GIVEN PROBLEM:
Could you render the items below as a two-column CSV with the header instruction,response and one row per item, holding its text and its answer? Put each in a single quoted field, with line breaks replaced by spaces.

>> BEGIN

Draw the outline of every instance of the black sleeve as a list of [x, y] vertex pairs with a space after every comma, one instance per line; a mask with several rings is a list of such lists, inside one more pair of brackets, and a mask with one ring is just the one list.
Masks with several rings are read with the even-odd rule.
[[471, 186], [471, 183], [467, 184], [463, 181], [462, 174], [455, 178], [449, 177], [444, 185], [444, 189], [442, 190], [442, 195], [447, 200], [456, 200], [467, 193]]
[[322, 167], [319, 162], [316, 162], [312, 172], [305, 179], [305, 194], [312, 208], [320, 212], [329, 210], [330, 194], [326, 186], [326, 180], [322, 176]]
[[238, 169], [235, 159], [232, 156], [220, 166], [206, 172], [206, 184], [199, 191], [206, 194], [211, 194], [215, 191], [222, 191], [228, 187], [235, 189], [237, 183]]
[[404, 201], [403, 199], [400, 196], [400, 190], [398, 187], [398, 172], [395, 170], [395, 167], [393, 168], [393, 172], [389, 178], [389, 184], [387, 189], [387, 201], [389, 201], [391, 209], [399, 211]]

>> END

EXERCISE ANSWER:
instruction,response
"Draw the outline of every instance of the black sleeve as a list of [x, y] vertex pairs with a space after every comma, one instance per line; a mask with several rings is a list of such lists, inside one more pair of brackets, and a mask with one ring is just the one list. Masks with several rings are read with the even-odd rule.","[[471, 186], [471, 183], [467, 184], [463, 181], [462, 174], [455, 178], [449, 177], [444, 185], [444, 189], [442, 190], [442, 195], [447, 200], [456, 200], [467, 193]] [[322, 167], [319, 162], [316, 162], [312, 172], [305, 179], [305, 194], [312, 208], [320, 212], [329, 210], [330, 194], [326, 186], [326, 180], [322, 176]] [[238, 169], [235, 159], [232, 156], [220, 166], [206, 172], [206, 184], [199, 191], [206, 194], [211, 194], [215, 191], [222, 191], [228, 187], [235, 189], [237, 183]] [[404, 201], [403, 199], [400, 196], [400, 190], [398, 187], [398, 172], [395, 170], [395, 167], [393, 168], [393, 172], [389, 178], [389, 184], [387, 189], [387, 201], [389, 201], [391, 209], [399, 211]]"